Excerpt to read:
Developing and verifying LLMChallenge
When developing your prompts in Prompt Studio, you can enable LLMChallenge and see how it affects your extractions. Of course, in Prompt Studio, you're only developing prompts and defining the extraction schema. Ultimately, LLMChallenge runs as part of a deployed Prompt Studio project as one of the following integration types:
However, as you engineer your prompts in Prompt Studio, it's important to verify if LLMChallenge is working as expected. For this reason, you can turn it on and also inspect the LLMChallenge log in the Prompt Studio UI.
Turning on LLMChallenge
To turn on LLMChallenge, in any Prompt Studio project, go to Settings
🞂LLMChallenge
, select an LLM from the Challenger LLM
list. Then, click on the Enable LLMChallenge
checkbox.
Choosing a challenger LLM
Ideally, the Large Language Model chosen as the challenger should have 2 following characteristics. Without this, you should expect LLMChallenge not to give you the results you expect:
- The challenger model should be a powerful, large model that is considered a flagship model. At the time of this writing, one can consider models like GPT-4o, Anthropic Claude Sonnet 3.5, Gemini Pro 1.5 and Meta Llama 3.2 to be such models.

Records shown:
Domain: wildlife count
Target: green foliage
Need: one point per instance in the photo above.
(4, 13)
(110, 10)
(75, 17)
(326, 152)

Required tasks:
- A) According to the LLMChallenge page, what kind of model should be chosen as the challenger?
- B) Sum up the LLMChallenge page in two sentences.
- C) Write the next part of the page on LLMChallenge, picking up after its last sentence.

Answers given:
- A) A powerful, large model that is considered a flagship model.

- B) While developing prompts in Prompt Studio, you can turn on LLMChallenge and check its log in the UI to verify that it works as expected, even though it ultimately runs as part of a deployed project. You turn it on under Settings by picking a challenger LLM and checking the Enable LLMChallenge box, and the challenger should ideally be a powerful flagship model.

- C)
- Ensure that the extractor LLM and the challenger LLM are from different vendors. For instance, using Anthropic Claude Sonnet 3.5 for extraction and Meta Llama 3.2 for challenging it is an example of a good set up. Both these models are available as part of AWS Bedrock and can be easily added to Unstract.
Inspecting the LLMChallenge log
The LLMChallenge log can be accessed by clicking on its designated button as illustrated in the screenshot below.
Clicking on this button brings up the LLMChallenge log dialog. You can inspect the consensus conversation between the extractor LLM and the challenger LLM in this dialog.
In the screenshot above, we're able to see the score the challenger LLM, in this case Gemini Pro 1.5 gave the extractor LLM, GPT-4-Turbo. By clicking on the stage of the LLMChallenge conversation on the left, you can inspect the result of that stage, which is shown in the left pane.